───── Document extract ─────

= Farouk Kibet =

Kenyan political figure (born 1965)

Farouk Teigut Kibet (born March 31, 1965, in Kapkechui village, Turbo Constituency, Uasin Gishu County, Kenya) is a prominent Kenyan political figure known for his close association with Kenyan President William Ruto. Over the decades, Kibet has played a pivotal role in shaping Kenya's political landscape through strategic advisement and grassroots mobilization.

Farouk rose to national prominence following media reports of him storming Eldoret police station in an effort to protect ODM's votes during the 2007 general election presidential votes crisis.

== Early life and education ==
Kibet began his education at Chepkemel Primary School in Turbo Constituency. Information regarding his secondary and tertiary education is limited, with some sources suggesting he may not have pursued formal education beyond primary school.

== Political career ==
- Youth Leadership: In the 1990s, Kibet emerged as a youth leader within the Kenya African National Union (KANU) party, engaging in grassroots activism in the Rift Valley region.
- Councillor of Wareng: His political journey advanced in 1997 when he was nominated as the councillor of Wareng, serving until 2003.

───── Dataset rows ─────

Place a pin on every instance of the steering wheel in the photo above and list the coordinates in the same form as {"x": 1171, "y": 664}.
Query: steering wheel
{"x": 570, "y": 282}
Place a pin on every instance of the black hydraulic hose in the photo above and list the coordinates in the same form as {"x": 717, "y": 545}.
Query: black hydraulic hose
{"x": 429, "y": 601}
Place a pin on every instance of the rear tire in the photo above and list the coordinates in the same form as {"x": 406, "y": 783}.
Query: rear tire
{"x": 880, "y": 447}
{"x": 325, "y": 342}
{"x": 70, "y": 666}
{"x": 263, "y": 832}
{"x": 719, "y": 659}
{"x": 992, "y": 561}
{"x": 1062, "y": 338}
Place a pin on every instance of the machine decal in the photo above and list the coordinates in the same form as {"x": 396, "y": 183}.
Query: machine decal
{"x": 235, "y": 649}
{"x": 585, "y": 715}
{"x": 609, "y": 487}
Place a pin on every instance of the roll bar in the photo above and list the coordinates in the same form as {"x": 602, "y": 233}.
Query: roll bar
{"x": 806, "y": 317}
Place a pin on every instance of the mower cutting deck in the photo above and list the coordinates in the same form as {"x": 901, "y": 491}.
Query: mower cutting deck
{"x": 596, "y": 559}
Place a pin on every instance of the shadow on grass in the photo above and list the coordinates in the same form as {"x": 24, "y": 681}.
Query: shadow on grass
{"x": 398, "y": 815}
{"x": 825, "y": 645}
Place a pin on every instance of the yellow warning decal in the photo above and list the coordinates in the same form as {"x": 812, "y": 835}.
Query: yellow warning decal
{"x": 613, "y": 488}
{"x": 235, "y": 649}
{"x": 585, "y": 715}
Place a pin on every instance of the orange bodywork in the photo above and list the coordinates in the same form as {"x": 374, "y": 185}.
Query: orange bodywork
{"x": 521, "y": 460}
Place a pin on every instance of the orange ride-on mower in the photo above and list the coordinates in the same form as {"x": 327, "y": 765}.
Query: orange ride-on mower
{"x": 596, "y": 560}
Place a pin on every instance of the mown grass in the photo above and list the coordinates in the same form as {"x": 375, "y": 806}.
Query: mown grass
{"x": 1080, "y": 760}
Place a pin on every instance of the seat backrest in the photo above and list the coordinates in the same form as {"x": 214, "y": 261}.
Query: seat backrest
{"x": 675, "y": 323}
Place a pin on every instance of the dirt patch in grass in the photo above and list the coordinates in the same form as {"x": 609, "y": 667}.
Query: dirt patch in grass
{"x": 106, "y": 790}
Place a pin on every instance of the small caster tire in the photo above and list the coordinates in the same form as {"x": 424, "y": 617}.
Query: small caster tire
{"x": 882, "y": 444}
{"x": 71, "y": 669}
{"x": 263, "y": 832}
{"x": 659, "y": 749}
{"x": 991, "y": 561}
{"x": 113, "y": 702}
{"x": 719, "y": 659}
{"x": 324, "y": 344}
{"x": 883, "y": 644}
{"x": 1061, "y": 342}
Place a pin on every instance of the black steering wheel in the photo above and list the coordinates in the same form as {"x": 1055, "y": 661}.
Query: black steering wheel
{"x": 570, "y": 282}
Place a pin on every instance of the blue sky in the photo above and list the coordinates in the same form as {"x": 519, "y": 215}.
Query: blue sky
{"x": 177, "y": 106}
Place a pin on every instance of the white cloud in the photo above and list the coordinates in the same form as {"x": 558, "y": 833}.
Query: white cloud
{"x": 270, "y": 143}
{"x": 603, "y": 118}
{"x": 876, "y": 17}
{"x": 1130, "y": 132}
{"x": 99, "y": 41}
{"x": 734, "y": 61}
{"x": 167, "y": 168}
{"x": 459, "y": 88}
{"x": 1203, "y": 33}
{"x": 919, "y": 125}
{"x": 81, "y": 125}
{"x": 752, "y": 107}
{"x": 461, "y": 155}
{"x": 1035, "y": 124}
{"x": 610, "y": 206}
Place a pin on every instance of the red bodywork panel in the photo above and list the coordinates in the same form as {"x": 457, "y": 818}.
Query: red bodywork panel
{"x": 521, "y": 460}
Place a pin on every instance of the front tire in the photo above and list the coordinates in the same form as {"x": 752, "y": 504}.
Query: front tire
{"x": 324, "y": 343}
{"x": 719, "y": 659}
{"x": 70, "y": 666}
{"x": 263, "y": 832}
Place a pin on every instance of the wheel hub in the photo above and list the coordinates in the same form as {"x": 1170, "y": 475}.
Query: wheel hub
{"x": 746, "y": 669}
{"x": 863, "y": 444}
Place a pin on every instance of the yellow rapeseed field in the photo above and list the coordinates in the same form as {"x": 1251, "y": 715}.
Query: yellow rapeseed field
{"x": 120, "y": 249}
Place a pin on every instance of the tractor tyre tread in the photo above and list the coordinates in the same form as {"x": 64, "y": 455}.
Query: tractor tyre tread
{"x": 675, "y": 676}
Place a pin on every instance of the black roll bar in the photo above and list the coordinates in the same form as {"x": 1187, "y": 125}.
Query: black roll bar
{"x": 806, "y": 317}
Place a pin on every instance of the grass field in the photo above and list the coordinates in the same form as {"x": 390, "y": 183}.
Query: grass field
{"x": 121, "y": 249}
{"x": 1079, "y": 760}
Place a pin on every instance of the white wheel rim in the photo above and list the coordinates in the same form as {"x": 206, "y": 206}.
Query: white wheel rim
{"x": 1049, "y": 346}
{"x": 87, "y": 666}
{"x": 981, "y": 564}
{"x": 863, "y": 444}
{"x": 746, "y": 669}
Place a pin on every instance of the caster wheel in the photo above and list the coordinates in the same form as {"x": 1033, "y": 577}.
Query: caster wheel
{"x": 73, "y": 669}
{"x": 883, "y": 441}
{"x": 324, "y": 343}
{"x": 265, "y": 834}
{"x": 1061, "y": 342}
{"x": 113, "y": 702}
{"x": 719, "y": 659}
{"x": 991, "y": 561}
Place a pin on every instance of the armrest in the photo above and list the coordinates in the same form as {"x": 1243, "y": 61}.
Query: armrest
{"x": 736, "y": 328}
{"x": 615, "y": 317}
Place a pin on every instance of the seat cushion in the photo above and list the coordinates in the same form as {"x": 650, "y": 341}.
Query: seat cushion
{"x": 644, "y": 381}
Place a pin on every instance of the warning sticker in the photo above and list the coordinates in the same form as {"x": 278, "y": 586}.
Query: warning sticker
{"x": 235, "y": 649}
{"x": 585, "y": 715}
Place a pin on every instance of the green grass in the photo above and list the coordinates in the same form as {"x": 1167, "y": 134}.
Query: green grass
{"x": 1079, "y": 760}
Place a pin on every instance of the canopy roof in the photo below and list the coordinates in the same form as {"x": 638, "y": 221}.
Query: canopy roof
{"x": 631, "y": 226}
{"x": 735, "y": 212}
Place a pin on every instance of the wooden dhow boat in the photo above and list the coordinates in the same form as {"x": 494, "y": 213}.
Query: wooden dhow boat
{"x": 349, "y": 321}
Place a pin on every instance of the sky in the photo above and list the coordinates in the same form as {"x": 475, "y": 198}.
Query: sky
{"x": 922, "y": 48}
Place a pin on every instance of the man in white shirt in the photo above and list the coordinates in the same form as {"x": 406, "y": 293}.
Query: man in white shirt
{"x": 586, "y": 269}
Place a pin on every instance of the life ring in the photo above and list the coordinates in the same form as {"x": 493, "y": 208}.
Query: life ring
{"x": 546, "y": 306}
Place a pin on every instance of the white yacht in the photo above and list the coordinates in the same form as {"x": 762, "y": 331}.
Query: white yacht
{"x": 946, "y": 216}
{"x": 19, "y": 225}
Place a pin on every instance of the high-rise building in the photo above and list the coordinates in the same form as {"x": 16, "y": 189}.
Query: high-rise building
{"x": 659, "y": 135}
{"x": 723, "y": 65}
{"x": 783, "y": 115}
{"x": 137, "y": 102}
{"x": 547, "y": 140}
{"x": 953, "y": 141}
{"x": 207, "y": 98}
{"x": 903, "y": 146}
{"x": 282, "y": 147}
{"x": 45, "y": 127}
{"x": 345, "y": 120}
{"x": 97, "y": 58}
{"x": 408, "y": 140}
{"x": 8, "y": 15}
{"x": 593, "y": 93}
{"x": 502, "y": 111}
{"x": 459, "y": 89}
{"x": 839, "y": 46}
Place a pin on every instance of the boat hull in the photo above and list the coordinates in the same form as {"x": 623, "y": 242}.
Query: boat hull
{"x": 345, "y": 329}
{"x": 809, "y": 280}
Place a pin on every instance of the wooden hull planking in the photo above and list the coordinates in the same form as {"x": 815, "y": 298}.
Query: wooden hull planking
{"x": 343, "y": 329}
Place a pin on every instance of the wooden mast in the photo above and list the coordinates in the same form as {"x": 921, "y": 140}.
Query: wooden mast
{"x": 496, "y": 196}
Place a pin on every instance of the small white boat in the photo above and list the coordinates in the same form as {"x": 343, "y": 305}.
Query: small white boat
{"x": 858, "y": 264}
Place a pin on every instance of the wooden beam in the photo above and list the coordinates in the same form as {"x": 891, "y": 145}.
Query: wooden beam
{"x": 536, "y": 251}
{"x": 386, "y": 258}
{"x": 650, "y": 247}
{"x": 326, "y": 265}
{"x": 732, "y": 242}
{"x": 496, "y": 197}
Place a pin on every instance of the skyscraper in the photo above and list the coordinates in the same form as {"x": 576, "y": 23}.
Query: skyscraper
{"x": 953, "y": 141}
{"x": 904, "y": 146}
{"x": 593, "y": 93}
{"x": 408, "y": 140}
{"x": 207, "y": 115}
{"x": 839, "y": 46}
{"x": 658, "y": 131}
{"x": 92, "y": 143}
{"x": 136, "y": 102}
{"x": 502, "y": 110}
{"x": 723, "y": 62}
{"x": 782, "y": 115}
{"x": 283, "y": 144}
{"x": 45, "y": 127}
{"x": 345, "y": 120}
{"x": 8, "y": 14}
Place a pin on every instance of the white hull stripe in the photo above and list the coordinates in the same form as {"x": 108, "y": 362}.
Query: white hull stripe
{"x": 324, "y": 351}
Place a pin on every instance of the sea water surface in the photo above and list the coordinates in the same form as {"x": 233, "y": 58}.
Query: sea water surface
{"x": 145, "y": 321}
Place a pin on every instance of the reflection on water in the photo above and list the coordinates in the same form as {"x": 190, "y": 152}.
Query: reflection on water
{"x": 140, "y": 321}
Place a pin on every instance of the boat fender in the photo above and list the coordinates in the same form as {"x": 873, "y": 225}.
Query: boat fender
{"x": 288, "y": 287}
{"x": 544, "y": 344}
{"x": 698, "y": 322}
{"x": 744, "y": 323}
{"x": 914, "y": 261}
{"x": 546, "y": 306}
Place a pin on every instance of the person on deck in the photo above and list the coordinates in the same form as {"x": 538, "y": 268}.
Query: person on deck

─────

# Jobs:
[1] Which distinct four-digit years does the Farouk Kibet article mention? List each one once.
[2] From the Farouk Kibet article, set down verbatim the part that opens with the words containing "Farouk Teigut Kibet" and closes with "beyond primary school.".
[3] In the Farouk Kibet article, which primary school did Kibet attend?
The records are separate material, unrelated to the text.

# Expected outputs:
[1] 1965, 2007, 1997, 2003

[2]
Farouk Teigut Kibet (born March 31, 1965, in Kapkechui village, Turbo Constituency, Uasin Gishu County, Kenya) is a prominent Kenyan political figure known for his close association with Kenyan President William Ruto. Over the decades, Kibet has played a pivotal role in shaping Kenya's political landscape through strategic advisement and grassroots mobilization.

Farouk rose to national prominence following media reports of him storming Eldoret police station in an effort to protect ODM's votes during the 2007 general election presidential votes crisis.

== Early life and education ==
Kibet began his education at Chepkemel Primary School in Turbo Constituency. Information regarding his secondary and tertiary education is limited, with some sources suggesting he may not have pursued formal education beyond primary school.

[3] Chepkemel Primary School in Turbo Constituency.